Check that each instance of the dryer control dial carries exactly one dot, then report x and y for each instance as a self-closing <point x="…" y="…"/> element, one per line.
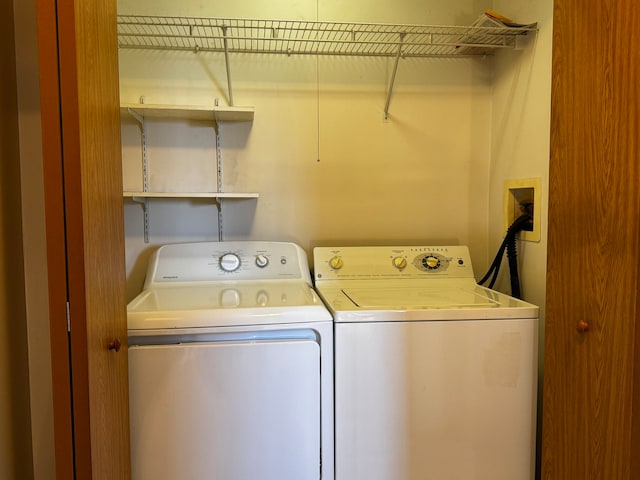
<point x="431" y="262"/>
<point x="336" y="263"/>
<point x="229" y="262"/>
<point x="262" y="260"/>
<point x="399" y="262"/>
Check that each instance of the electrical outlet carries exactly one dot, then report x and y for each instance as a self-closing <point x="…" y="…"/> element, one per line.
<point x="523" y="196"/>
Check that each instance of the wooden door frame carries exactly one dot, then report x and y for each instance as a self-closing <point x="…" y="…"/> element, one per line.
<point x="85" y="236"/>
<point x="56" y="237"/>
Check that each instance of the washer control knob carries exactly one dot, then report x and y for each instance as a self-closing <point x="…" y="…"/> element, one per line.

...

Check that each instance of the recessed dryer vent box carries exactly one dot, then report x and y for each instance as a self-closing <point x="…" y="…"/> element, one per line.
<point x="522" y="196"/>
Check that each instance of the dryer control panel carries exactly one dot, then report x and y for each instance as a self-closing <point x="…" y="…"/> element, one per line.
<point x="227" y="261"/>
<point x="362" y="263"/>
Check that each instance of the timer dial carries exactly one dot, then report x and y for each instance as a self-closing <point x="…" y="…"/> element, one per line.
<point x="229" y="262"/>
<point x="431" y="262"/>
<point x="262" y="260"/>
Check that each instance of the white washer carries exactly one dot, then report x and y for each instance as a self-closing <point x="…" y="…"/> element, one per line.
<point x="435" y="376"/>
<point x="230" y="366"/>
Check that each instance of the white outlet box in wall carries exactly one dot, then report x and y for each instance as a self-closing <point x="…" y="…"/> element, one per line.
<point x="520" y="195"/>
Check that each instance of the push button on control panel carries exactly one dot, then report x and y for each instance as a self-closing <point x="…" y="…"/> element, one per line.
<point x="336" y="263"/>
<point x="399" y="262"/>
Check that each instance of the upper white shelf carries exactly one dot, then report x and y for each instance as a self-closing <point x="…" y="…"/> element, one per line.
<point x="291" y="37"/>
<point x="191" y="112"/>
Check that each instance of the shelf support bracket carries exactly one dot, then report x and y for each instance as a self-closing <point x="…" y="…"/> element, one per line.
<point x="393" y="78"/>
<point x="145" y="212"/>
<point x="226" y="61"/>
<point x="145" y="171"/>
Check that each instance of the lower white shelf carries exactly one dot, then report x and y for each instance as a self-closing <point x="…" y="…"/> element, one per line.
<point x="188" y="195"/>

(TASK ITEM):
Taking the entries above, copy word for word the lines from the one with "Check that each instance of the dryer control dial" up to and including the one with "Check that each instance of the washer", without any picture.

(WRITTEN ANSWER):
Check that each instance of the dryer control dial carries exactly one dot, then report x and y for each instance as a self-closing <point x="…" y="…"/> element, one per line.
<point x="431" y="262"/>
<point x="336" y="263"/>
<point x="229" y="262"/>
<point x="262" y="260"/>
<point x="399" y="262"/>
Check that each instance of the electrical outlet carries exactly one dot, then report x and y for each instance as a self-closing <point x="…" y="…"/> element, one per line.
<point x="523" y="196"/>
Check that each instance of the wooden door frame carries exactly one dot, then report x and y for each instance as a self-closing <point x="…" y="…"/> element, one per line.
<point x="85" y="236"/>
<point x="56" y="237"/>
Check that each instance of the washer control knob carries exactly one dot, then report x and y for each instance as a self-closing <point x="…" y="…"/> element, one per line.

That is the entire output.